┌────────
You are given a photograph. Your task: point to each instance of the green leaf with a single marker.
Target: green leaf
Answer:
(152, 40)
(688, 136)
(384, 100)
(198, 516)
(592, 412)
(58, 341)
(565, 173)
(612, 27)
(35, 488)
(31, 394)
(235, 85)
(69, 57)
└────────
Aim of the exercise |
Whenever a line of the material above contains the string "green", copy that line out.

Result for this task |
You are given a photograph. Your task: point to each instance of the green leaf with a single marker.
Target: green leaf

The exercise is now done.